[Source data]

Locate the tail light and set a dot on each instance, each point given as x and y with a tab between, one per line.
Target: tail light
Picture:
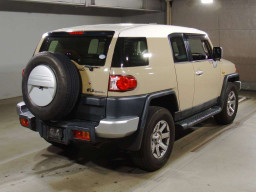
122	83
81	135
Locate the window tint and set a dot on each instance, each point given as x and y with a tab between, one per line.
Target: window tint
85	50
179	50
131	52
200	48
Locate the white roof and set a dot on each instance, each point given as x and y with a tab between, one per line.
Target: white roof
135	30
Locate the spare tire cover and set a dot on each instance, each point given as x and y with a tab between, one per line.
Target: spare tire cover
50	85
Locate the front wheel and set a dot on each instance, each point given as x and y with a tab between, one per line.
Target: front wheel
157	141
229	111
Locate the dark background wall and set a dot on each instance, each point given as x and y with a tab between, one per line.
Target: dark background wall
230	24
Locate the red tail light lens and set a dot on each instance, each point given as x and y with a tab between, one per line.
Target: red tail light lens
76	33
81	135
122	83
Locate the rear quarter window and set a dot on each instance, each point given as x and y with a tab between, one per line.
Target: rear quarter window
130	52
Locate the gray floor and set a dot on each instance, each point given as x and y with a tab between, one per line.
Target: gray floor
210	158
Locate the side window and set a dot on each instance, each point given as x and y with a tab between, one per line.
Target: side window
179	49
130	52
200	48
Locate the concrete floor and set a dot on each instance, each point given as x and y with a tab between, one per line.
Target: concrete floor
209	158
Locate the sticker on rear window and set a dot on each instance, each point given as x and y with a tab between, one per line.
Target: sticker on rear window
102	56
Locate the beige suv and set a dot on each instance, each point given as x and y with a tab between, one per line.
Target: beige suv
134	83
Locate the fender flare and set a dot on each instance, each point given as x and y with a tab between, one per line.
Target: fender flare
136	144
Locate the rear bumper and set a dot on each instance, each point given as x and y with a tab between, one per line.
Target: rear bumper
117	128
106	128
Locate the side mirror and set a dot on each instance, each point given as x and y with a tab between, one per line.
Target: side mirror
217	53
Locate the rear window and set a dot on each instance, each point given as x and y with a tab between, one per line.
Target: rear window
131	52
91	48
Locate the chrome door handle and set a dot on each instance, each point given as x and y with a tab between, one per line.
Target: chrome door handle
199	73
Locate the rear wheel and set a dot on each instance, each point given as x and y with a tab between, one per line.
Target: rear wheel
157	141
230	107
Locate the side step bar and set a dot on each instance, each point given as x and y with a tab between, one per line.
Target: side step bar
198	118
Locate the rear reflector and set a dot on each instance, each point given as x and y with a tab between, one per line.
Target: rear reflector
81	135
24	122
76	33
122	83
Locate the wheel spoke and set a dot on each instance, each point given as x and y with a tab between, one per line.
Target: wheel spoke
158	151
153	147
232	102
163	146
165	135
231	95
163	127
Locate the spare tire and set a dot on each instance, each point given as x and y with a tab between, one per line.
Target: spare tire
50	85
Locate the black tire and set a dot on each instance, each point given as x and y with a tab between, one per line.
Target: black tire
68	86
145	158
224	118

→ **Exercise objective**: Leave images out of the retyped records; keep all else exact.

→ **Task solution**:
Locate the tail light and set a dot on each instance, each point given as x and y with a tab between, one per line.
Target: tail light
Picture:
122	83
81	135
Locate the window tint and set a dot on each instance, each point given as x and y with a tab between, one per line.
Target: window tint
85	50
179	50
131	52
200	48
Locate the white roof and set a dot on each instance, each point given as x and y with a tab between, one per line.
Target: white roof
135	30
Locate the spare tire cover and set a dot on each instance, each point given as x and y with a tab between, one per line.
Target: spare tire cover
50	85
Locate the front wheel and set a dot on each instance, each point given as x and y with a tab between, one per line.
Target: front wheel
157	141
229	111
Locate the dark background wall and set a dot on each instance, each point given as x and y with a tab between, one per line.
Target: dark background wall
230	24
Locate the red tail light lens and set a dot on each instance, each point given as x and y with a tab between, one per line.
Target: red tail light lens
76	33
81	135
122	83
Locate the rear quarter window and set a dot on each instance, each point given as x and y with a tab between, one per line.
Target: rear quarter window
130	52
Locate the gray floor and set a dot on each instance, each point given as x and y with a tab between, one per line.
Target: gray floor
210	158
Locate the side window and set a dot on each instance, each point given as x and y with a tab between, one per line.
Target: side window
179	49
130	52
200	48
Locate the concrete floor and set a dot on each instance, each point given as x and y with a tab between, one per line.
Target: concrete floor
209	158
Locate the sticker on rear window and set a dot on each instance, each point given as x and y with a tab between, one per line.
Target: sticker on rear window
102	56
Locate the beige suv and set a dot on each instance, each point given as x and y with a tab between, one per line.
Target: beige suv
134	83
Locate the fender flare and set a dot on each instance, each point given as x and y with a tab between, one per line.
Target: fender flare
136	144
Locate the rear bumper and set a dot on each instance, each point given as x and y with a tab between, one per line.
Target: rear bumper
117	128
106	128
Locate the side mirror and set a dot on each instance, each point given as x and y with a tab between, one per line.
Target: side mirror
217	53
Locate the rear window and set a dot on each instance, each point given as x and y with a tab between, one per line.
Target: rear window
131	52
91	48
Locate the chrome door handle and set a dot on each instance, each point given as x and y with a tab between, one per line.
Target: chrome door handle
199	73
Locate the rear wheel and set a dot on each instance, each point given as x and y with a tab between, one per line.
Target: rear wheel
157	141
230	107
Locate the side step bar and set a dot on each instance, each point given as x and y with a tab between, one per line.
Target: side step bar
198	118
Locate the rear reflector and set a dot on each instance, each point given as x and y with a tab between, one per line.
Target: rear reflector
81	135
24	122
76	33
122	83
Locate the wheel spoke and set a dot on each instance, each point given as x and y with a tab between, one per line.
Target: wheel spoke
158	151
153	147
232	102
163	146
165	135
231	95
163	127
Locate the spare tire and set a dot on each instance, each point given as x and y with a tab between, one per line.
Target: spare tire
50	85
Locate the black tire and set a dot on each instance, each point given as x and y with a tab between, one per line.
Target: black tire
68	86
145	158
224	118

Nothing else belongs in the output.